### Requirements:
Please return every line of the entries below that contains the word "plastic". Case counts.

### Input:
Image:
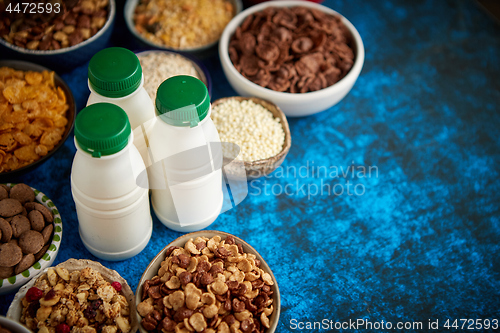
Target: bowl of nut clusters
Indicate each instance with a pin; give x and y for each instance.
(30, 234)
(209, 281)
(58, 34)
(193, 26)
(76, 296)
(302, 56)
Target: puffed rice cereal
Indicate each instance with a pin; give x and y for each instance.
(251, 127)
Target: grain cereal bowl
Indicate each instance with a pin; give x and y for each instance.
(300, 55)
(46, 214)
(254, 133)
(61, 39)
(192, 26)
(243, 294)
(12, 326)
(32, 115)
(106, 300)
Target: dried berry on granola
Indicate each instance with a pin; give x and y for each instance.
(221, 289)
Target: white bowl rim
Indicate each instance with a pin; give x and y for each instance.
(344, 83)
(160, 257)
(20, 279)
(109, 21)
(129, 21)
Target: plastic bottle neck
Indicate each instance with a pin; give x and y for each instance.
(185, 128)
(130, 142)
(111, 99)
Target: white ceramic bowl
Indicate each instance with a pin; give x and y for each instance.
(13, 283)
(152, 270)
(71, 265)
(293, 105)
(13, 325)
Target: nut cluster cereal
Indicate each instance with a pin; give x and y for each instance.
(4, 330)
(76, 21)
(210, 285)
(32, 116)
(182, 24)
(294, 50)
(251, 127)
(25, 229)
(80, 302)
(159, 66)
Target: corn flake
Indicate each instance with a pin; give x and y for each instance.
(32, 116)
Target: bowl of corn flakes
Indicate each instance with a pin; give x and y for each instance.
(193, 26)
(37, 113)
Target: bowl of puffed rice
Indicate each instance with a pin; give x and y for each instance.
(303, 56)
(209, 281)
(190, 26)
(254, 134)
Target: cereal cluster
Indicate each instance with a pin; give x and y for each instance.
(25, 229)
(4, 330)
(159, 66)
(80, 302)
(251, 127)
(77, 21)
(182, 24)
(210, 285)
(294, 50)
(32, 116)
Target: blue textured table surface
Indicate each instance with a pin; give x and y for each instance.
(416, 236)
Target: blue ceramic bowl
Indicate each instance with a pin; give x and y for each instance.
(65, 58)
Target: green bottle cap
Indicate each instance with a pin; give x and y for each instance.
(102, 129)
(182, 101)
(115, 72)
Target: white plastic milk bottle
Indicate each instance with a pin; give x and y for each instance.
(115, 76)
(113, 211)
(186, 177)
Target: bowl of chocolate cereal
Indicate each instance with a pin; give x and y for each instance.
(300, 55)
(57, 34)
(209, 281)
(31, 233)
(188, 26)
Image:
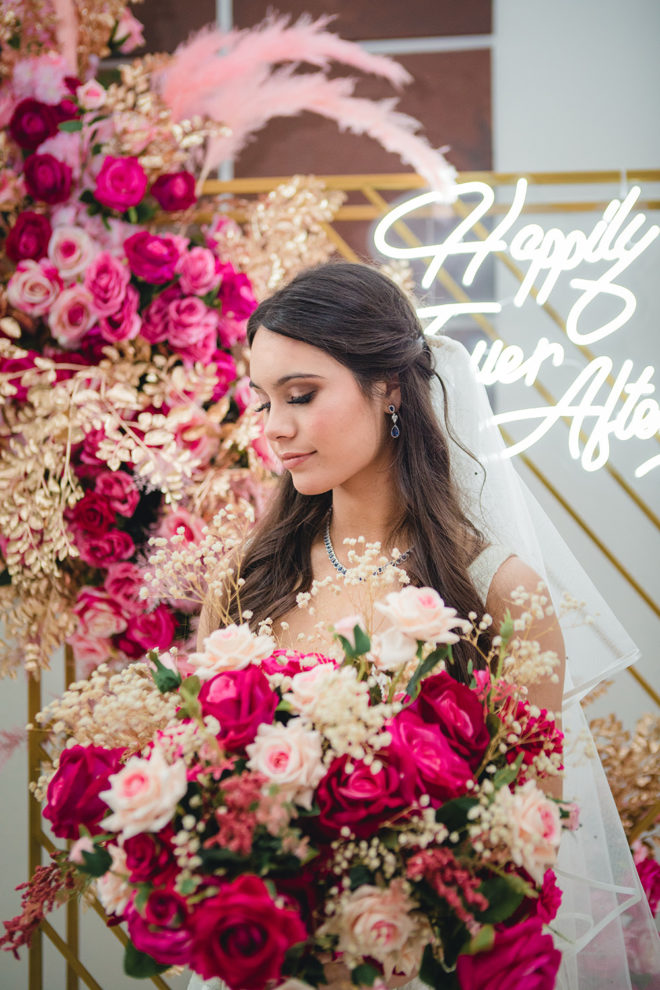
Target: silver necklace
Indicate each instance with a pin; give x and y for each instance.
(340, 567)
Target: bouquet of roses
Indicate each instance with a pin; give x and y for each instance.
(256, 813)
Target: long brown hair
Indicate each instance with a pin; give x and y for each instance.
(363, 320)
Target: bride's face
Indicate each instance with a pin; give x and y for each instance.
(319, 422)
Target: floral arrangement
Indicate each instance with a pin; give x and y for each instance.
(124, 293)
(267, 815)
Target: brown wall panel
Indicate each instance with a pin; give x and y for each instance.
(388, 19)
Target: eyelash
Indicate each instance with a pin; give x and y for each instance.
(295, 400)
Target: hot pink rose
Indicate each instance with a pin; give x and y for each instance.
(103, 549)
(174, 190)
(93, 513)
(199, 270)
(98, 615)
(457, 712)
(161, 929)
(155, 319)
(121, 182)
(363, 800)
(34, 287)
(438, 770)
(73, 792)
(522, 957)
(47, 179)
(125, 323)
(71, 315)
(107, 279)
(242, 936)
(31, 123)
(123, 582)
(71, 250)
(29, 236)
(241, 700)
(119, 489)
(153, 257)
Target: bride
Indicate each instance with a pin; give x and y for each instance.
(382, 438)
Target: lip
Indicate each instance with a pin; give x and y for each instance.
(294, 460)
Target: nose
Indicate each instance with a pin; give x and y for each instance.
(279, 424)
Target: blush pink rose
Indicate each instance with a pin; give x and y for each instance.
(144, 794)
(289, 756)
(125, 323)
(361, 800)
(123, 582)
(174, 190)
(103, 549)
(47, 178)
(74, 792)
(121, 183)
(29, 236)
(241, 700)
(438, 770)
(521, 957)
(421, 614)
(107, 280)
(71, 316)
(71, 250)
(98, 615)
(153, 257)
(34, 286)
(242, 936)
(199, 271)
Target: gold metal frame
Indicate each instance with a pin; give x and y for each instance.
(372, 188)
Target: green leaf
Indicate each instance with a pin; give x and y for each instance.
(96, 863)
(454, 814)
(166, 680)
(140, 965)
(481, 942)
(70, 126)
(365, 975)
(502, 897)
(425, 668)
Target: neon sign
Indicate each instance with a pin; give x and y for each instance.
(616, 240)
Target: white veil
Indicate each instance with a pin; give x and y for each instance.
(604, 929)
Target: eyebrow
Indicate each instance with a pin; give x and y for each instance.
(286, 378)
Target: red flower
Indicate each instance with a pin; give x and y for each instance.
(241, 700)
(241, 936)
(438, 770)
(32, 122)
(48, 179)
(174, 190)
(152, 257)
(457, 712)
(29, 236)
(522, 957)
(362, 800)
(120, 183)
(73, 793)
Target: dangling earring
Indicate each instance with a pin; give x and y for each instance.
(395, 431)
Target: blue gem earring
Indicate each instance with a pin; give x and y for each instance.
(395, 431)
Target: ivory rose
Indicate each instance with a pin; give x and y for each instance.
(290, 756)
(421, 614)
(144, 794)
(231, 648)
(377, 922)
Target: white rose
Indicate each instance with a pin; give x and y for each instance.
(144, 794)
(421, 614)
(231, 648)
(289, 756)
(392, 650)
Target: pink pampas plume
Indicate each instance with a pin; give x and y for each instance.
(66, 32)
(237, 79)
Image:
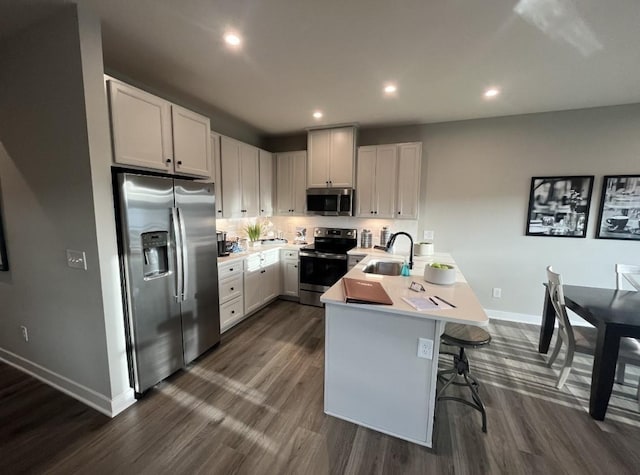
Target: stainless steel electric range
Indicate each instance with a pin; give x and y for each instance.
(324, 262)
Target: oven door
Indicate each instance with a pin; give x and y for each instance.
(319, 271)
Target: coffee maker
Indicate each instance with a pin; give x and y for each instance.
(222, 243)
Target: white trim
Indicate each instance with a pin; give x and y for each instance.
(99, 402)
(531, 319)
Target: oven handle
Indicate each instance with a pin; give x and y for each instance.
(323, 255)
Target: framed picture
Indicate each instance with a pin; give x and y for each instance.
(4, 264)
(620, 208)
(559, 206)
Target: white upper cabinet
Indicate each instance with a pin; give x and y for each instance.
(191, 142)
(149, 132)
(388, 182)
(376, 186)
(408, 196)
(239, 170)
(291, 173)
(216, 171)
(266, 183)
(331, 158)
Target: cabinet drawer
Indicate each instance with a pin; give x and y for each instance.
(230, 313)
(292, 255)
(231, 288)
(228, 269)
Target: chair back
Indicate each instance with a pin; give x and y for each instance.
(628, 272)
(557, 299)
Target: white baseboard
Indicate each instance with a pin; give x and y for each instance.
(513, 317)
(531, 319)
(99, 402)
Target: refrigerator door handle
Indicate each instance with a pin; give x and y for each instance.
(185, 257)
(177, 236)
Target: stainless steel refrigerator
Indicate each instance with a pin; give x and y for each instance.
(170, 273)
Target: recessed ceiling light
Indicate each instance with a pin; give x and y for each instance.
(232, 39)
(493, 92)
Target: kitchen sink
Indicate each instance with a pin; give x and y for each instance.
(383, 267)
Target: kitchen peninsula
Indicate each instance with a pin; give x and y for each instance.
(373, 376)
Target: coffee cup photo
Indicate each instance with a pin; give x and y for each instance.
(617, 222)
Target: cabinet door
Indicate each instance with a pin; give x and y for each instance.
(365, 206)
(409, 159)
(191, 142)
(216, 172)
(141, 128)
(385, 181)
(271, 282)
(232, 188)
(266, 183)
(299, 182)
(249, 179)
(284, 165)
(290, 284)
(319, 146)
(341, 157)
(253, 290)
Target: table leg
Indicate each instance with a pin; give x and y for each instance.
(604, 371)
(548, 322)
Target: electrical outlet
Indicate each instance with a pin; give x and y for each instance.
(425, 348)
(76, 259)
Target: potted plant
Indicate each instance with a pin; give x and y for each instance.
(254, 231)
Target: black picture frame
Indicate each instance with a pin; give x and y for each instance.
(619, 212)
(559, 206)
(4, 262)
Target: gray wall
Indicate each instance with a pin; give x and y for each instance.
(475, 189)
(54, 140)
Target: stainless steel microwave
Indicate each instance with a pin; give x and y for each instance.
(330, 201)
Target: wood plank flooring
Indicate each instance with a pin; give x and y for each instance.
(254, 406)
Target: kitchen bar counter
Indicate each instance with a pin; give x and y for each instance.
(468, 309)
(373, 375)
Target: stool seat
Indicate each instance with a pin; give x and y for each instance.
(465, 336)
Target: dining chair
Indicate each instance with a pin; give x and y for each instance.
(579, 338)
(626, 274)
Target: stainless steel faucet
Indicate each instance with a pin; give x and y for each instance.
(392, 239)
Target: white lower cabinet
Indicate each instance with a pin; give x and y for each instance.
(231, 292)
(261, 279)
(290, 273)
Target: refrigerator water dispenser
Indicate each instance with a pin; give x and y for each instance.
(156, 255)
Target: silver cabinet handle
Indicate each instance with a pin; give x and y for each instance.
(185, 257)
(178, 249)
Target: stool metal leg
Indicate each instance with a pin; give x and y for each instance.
(461, 368)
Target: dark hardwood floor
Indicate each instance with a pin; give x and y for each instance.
(254, 406)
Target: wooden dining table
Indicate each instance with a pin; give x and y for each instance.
(614, 314)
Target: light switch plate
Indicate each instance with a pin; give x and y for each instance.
(425, 348)
(76, 259)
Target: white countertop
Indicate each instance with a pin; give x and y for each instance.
(468, 309)
(236, 256)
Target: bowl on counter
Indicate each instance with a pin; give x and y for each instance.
(441, 274)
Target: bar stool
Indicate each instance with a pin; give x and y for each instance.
(463, 336)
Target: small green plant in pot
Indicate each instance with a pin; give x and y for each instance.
(254, 231)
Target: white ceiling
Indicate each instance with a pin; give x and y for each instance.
(335, 55)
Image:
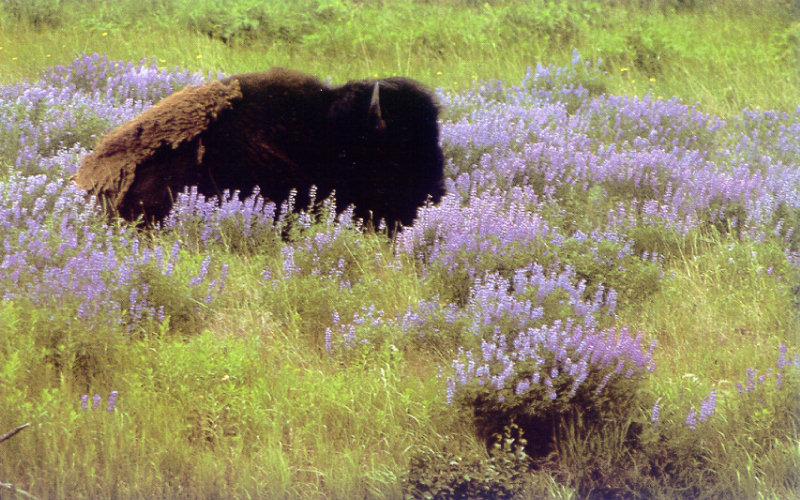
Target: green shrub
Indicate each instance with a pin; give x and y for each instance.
(444, 475)
(40, 14)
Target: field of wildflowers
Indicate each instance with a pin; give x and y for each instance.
(617, 277)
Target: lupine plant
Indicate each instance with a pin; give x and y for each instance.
(566, 207)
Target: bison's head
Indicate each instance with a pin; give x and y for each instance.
(386, 135)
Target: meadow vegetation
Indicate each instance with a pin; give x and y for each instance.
(725, 54)
(606, 303)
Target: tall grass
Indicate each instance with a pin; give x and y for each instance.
(725, 54)
(238, 395)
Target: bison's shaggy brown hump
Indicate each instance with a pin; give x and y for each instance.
(111, 169)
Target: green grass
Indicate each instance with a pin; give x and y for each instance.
(724, 54)
(238, 398)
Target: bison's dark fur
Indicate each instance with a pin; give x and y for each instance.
(374, 142)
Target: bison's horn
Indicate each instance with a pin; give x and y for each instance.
(375, 107)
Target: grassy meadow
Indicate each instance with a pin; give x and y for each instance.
(605, 305)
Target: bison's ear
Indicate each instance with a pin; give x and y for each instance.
(375, 115)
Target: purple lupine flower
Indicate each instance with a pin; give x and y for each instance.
(691, 419)
(655, 415)
(112, 401)
(709, 406)
(201, 276)
(328, 340)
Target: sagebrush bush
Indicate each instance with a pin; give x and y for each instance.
(445, 475)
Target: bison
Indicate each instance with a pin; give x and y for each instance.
(375, 143)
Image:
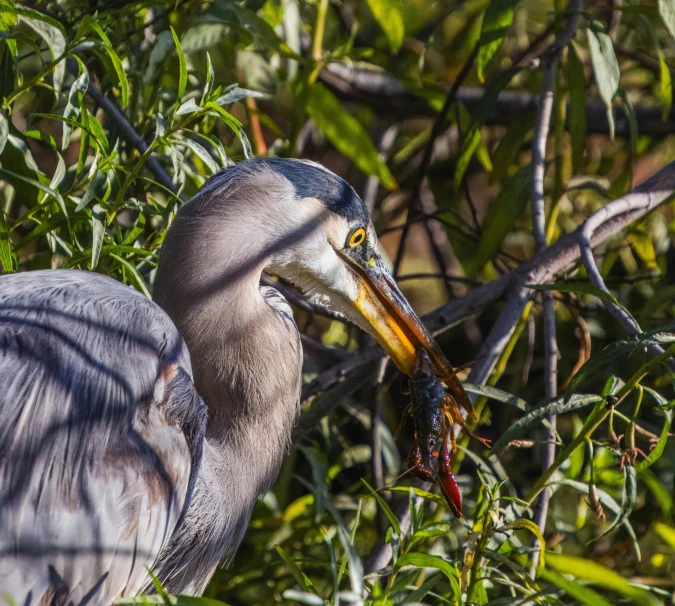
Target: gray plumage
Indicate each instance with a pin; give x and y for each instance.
(137, 434)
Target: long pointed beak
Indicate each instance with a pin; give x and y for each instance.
(395, 325)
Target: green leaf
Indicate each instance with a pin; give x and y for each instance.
(12, 176)
(5, 246)
(667, 14)
(425, 560)
(655, 454)
(346, 134)
(294, 569)
(98, 231)
(618, 350)
(592, 572)
(210, 76)
(533, 417)
(582, 593)
(237, 94)
(4, 130)
(628, 498)
(182, 79)
(502, 215)
(576, 83)
(605, 67)
(120, 74)
(159, 51)
(303, 597)
(583, 287)
(667, 533)
(136, 278)
(482, 112)
(52, 32)
(496, 22)
(389, 15)
(393, 520)
(665, 87)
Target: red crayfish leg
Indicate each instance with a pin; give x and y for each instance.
(450, 491)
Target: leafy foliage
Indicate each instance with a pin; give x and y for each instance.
(114, 112)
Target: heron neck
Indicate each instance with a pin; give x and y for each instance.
(247, 363)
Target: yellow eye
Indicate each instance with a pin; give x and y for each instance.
(357, 237)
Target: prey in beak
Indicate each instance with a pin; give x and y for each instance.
(395, 325)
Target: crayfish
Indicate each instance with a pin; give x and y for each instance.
(434, 414)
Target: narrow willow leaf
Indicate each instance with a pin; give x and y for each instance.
(136, 278)
(583, 287)
(496, 22)
(497, 394)
(576, 84)
(210, 77)
(507, 153)
(72, 110)
(581, 593)
(12, 176)
(655, 454)
(618, 350)
(502, 214)
(294, 569)
(533, 417)
(482, 112)
(628, 498)
(425, 560)
(610, 504)
(52, 33)
(667, 14)
(182, 78)
(115, 61)
(346, 134)
(592, 572)
(264, 30)
(389, 16)
(5, 246)
(355, 563)
(98, 232)
(605, 66)
(189, 107)
(159, 51)
(393, 520)
(665, 87)
(419, 594)
(632, 121)
(423, 494)
(303, 597)
(238, 94)
(667, 533)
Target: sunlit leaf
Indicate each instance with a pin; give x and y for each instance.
(559, 406)
(502, 214)
(576, 82)
(347, 134)
(182, 76)
(582, 593)
(393, 520)
(389, 15)
(605, 66)
(592, 572)
(496, 22)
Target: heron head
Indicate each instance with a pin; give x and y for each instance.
(335, 259)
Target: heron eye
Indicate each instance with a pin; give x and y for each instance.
(357, 237)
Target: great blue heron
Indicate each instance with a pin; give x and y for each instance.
(110, 461)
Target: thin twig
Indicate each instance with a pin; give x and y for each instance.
(436, 130)
(542, 126)
(128, 132)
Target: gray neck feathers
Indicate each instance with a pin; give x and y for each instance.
(247, 363)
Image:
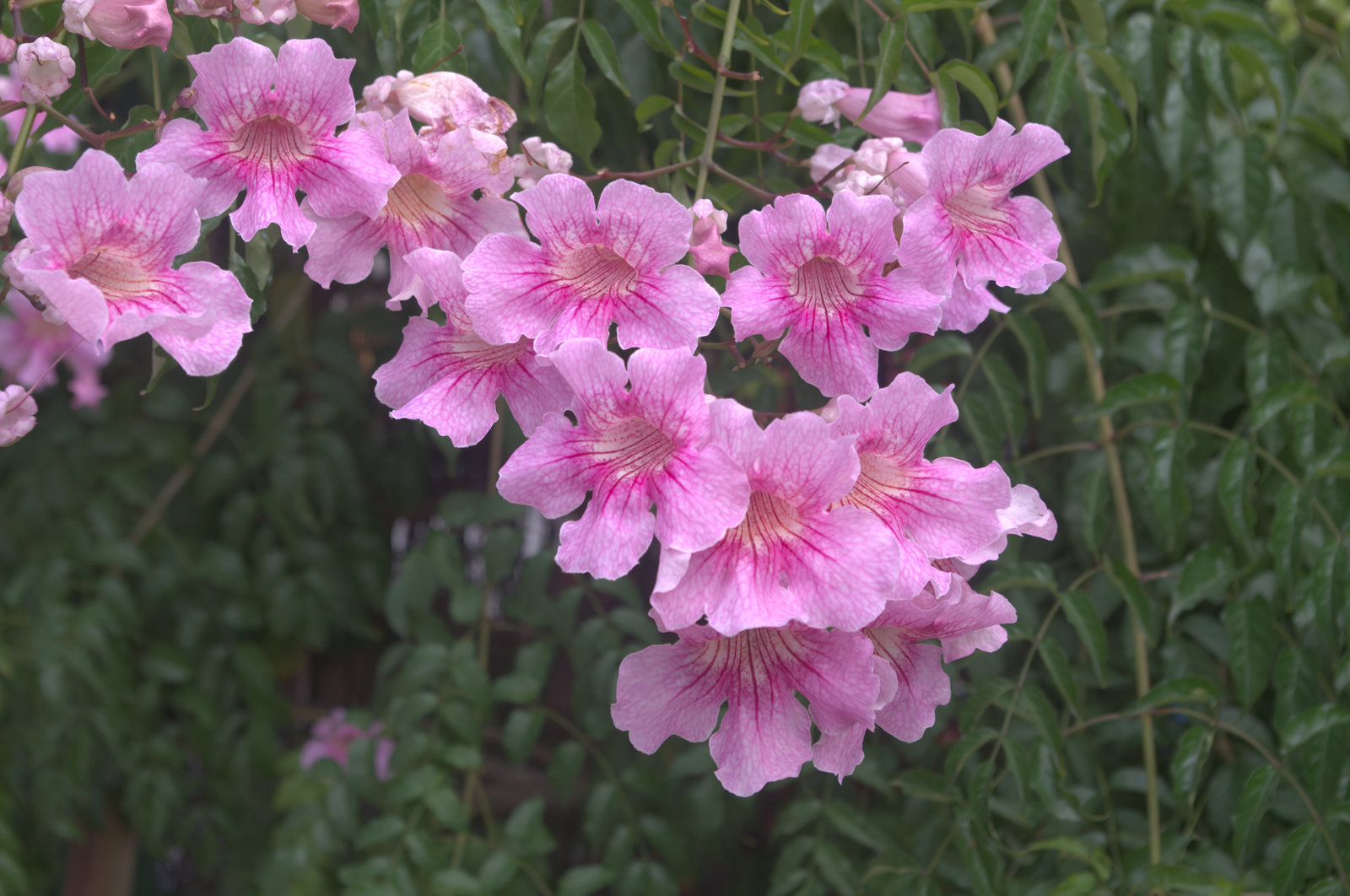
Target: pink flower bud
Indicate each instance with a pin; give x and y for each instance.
(45, 69)
(335, 13)
(126, 24)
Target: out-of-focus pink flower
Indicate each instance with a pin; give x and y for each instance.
(335, 13)
(766, 736)
(100, 250)
(594, 266)
(935, 508)
(126, 24)
(823, 274)
(537, 159)
(790, 559)
(710, 254)
(631, 450)
(432, 205)
(18, 414)
(267, 11)
(332, 737)
(30, 347)
(450, 378)
(909, 116)
(44, 69)
(969, 218)
(269, 131)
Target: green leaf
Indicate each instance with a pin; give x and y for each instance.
(1241, 185)
(1086, 621)
(570, 108)
(1257, 795)
(436, 46)
(602, 50)
(503, 19)
(1037, 22)
(1207, 574)
(1253, 641)
(976, 83)
(1307, 725)
(1145, 389)
(888, 58)
(1295, 853)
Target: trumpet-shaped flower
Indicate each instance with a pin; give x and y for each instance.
(935, 508)
(790, 559)
(30, 347)
(594, 266)
(971, 219)
(100, 250)
(631, 450)
(908, 116)
(821, 276)
(449, 378)
(269, 131)
(432, 205)
(766, 736)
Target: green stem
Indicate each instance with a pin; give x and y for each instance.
(724, 57)
(22, 141)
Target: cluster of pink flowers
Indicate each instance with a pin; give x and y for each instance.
(813, 556)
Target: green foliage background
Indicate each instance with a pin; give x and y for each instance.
(1181, 409)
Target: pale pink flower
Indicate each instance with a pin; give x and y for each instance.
(30, 346)
(126, 24)
(971, 219)
(909, 116)
(705, 243)
(432, 205)
(100, 250)
(270, 131)
(766, 736)
(631, 450)
(450, 380)
(613, 263)
(790, 558)
(332, 737)
(18, 414)
(539, 158)
(44, 69)
(335, 13)
(821, 277)
(935, 508)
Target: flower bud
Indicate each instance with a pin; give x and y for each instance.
(45, 69)
(126, 24)
(335, 13)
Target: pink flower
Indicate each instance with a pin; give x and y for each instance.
(790, 559)
(332, 736)
(909, 116)
(679, 688)
(335, 13)
(18, 414)
(631, 450)
(539, 158)
(969, 216)
(30, 347)
(44, 69)
(272, 141)
(594, 266)
(710, 254)
(449, 378)
(432, 205)
(126, 24)
(821, 277)
(935, 508)
(100, 251)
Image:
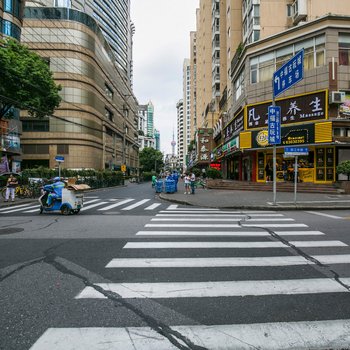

### Solution to this problem:
Target: plastic bottle neck
Target: white plastic milk bottle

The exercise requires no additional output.